Goal of the exercise –
Return every record in full. Match each one exactly.

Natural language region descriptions
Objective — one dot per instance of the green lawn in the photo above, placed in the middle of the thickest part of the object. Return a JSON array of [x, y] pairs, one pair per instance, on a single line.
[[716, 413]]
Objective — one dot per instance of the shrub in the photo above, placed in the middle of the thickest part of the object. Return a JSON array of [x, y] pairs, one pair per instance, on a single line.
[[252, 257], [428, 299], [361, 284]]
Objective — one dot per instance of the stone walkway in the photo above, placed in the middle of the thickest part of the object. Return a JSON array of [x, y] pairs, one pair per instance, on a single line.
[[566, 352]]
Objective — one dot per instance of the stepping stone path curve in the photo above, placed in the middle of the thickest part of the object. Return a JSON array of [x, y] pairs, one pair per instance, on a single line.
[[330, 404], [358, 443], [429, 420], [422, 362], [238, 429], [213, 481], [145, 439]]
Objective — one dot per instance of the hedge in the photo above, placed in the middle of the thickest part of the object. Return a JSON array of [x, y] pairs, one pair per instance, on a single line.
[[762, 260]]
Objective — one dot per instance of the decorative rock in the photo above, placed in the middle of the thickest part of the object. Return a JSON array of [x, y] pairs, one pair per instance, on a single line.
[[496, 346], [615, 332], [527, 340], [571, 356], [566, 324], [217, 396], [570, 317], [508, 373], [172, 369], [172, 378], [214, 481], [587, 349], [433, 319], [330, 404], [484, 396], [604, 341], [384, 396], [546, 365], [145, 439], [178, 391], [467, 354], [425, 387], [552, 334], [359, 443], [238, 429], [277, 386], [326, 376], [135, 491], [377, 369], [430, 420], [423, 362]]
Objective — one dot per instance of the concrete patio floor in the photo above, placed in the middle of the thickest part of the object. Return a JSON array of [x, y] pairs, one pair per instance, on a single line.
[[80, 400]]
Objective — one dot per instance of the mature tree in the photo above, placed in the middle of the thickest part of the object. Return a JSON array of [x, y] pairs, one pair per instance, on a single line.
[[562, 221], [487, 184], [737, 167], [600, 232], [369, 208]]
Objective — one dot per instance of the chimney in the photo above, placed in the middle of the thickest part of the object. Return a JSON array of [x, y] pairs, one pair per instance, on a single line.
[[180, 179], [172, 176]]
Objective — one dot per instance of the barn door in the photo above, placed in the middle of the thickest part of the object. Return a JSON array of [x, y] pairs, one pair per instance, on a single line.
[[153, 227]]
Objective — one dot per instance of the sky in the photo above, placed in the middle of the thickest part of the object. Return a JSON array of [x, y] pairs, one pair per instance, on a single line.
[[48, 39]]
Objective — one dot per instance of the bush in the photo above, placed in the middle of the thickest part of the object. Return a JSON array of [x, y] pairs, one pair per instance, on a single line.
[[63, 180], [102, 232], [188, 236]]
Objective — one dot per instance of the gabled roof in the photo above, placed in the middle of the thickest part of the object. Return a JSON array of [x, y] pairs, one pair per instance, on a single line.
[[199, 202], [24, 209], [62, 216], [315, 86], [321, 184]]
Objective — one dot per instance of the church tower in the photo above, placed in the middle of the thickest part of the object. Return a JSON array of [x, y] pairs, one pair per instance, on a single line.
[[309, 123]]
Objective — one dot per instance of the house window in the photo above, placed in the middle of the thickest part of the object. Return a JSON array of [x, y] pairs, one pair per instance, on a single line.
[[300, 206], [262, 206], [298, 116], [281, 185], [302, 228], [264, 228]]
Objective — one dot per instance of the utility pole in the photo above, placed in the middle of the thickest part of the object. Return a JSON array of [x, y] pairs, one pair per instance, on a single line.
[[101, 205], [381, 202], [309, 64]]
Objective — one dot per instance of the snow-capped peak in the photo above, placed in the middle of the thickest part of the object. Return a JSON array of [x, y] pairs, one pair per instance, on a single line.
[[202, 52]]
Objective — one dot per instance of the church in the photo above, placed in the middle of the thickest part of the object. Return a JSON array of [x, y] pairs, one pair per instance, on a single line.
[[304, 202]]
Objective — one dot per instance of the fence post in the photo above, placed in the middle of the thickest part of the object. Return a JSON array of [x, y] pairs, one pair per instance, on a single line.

Answer –
Objective — one dot per instance of the green lawn in the photo above, placed in the middle of the thickest part of the object. Return a JSON array of [x, y] pairs, one pair per instance, on a single line.
[[716, 413]]
Objective — one dot per instance of the shrub in the photo above, placed in the middle of the thickest part of the object. Return a JSON array of [x, y] pairs, one pair per instance, on a single line.
[[252, 257], [428, 299], [361, 284]]
Objective — one dot per instance of the stone walkway in the photo above, placed in the middle of the thickest part of the object. Return a JSON array of [x, y] pairs, one pair per instance, on a single line.
[[566, 352]]
Objective — one dot per instance of the stepping stone path curve in the photo above, placed in the middle of the thickest part of the object. Return a JSON array of [x, y] pairs, one pair per instance, on a single line.
[[330, 404], [358, 443], [429, 420], [422, 362], [238, 429], [213, 481], [145, 439]]
Objective — one dot per instance of the hedge in the photo above, placed in the middle of the thickest part of the object. Return a JSON array of [x, y] pairs, one pair per instance, on a single line.
[[762, 260]]
Objective — one dot per instance of the decorative rock in the photo above, placed in the middle of the thickest part of the object. Return a JSON array of [x, y] pairs, one pair per instance, on a single line.
[[496, 346], [615, 332], [527, 340], [571, 356], [566, 324], [217, 396], [570, 317], [508, 373], [172, 369], [172, 378], [214, 481], [587, 349], [433, 319], [330, 404], [484, 396], [604, 341], [384, 396], [546, 365], [145, 439], [178, 391], [467, 354], [425, 387], [552, 334], [359, 443], [238, 429], [277, 386], [326, 376], [135, 491], [377, 369], [430, 420], [423, 362]]
Objective — one dot per instance of the concrete patio floor in the photo above, placed in the middle of the thickest part of the object. Return a JSON array of [x, y] pairs, one pair per instance, on a single line.
[[80, 400]]
Objective — one dot per instance of the mature tree in the photo above, placed in the middle of the thickest part of the object. Return a JSON array of [x, y] pairs, one pair per instance, on a single line.
[[562, 221], [487, 184], [737, 167], [600, 232], [369, 208]]
Objective — one dot per instance of the chimney in the photo above, placed in the middle of the thickest part of the object. Return a JSON array of [x, y] pairs, one pair per instance, on a single line.
[[180, 179], [172, 176]]
Objective — one dot per instance of the barn door in the photo above, placed in the middle of the thickest part of the object. Return a JSON array of [x, y] pairs, one pair per instance, on a single line.
[[153, 227]]
Objective — one dot per instance of the sky in the photo above, placed in the middle of the thickest part of the object. Return a JSON array of [x, y] pairs, one pair per instance, on a single line.
[[48, 39]]
Objective — one dot per instance of the bush in the photo above, placed in the middle of the thickest part of the object. Return a JSON array of [x, y] pairs, one pair per instance, on a single line.
[[63, 180], [102, 232], [188, 236]]
Objective — one dot per instance of the gabled roof in the photo above, placed in the middle of the thickest part of the object. Return a JSON array of [x, y] pairs, one pair per instance, on a single line.
[[199, 202], [24, 209], [62, 216], [315, 86], [321, 184]]
Objective — one dot per instance of the church tower in the photo above, placed in the middle of the thickest part of the object. Return a JSON array of [x, y] pairs, one pair per instance, on a single line.
[[309, 123]]
Objective — one dot per instance of the house window in the photo above, placed in the middle of the thickest part of the object. Return a JSON array of [x, y] pairs, one pair per instance, on a single line.
[[300, 206], [262, 206], [298, 116], [281, 185], [302, 228], [264, 228]]
Objective — one dot per instance of the utility pole in the photo above, placed in the middle of the thickest part of the object. Return a JSON array of [x, y] pairs, one pair per instance, on a single line.
[[101, 205], [381, 202], [309, 64]]
Objective — one dot per instance of the snow-capped peak in the photo above, placed in the middle of the thickest part of the object. Return a JSON array of [x, y] pairs, one pair per instance, on a single line.
[[202, 52]]
Objective — one dot per instance of the church in the photo above, placed in the middle of the thickest part of the object. Return a JSON array of [x, y] pairs, one pair per instance, on a single line.
[[304, 202]]
Objective — one dot per instance of the fence post in the photo above, placed in the middle of the thickest part of the object. Return a JSON array of [x, y] pairs, one pair per instance, on a single line.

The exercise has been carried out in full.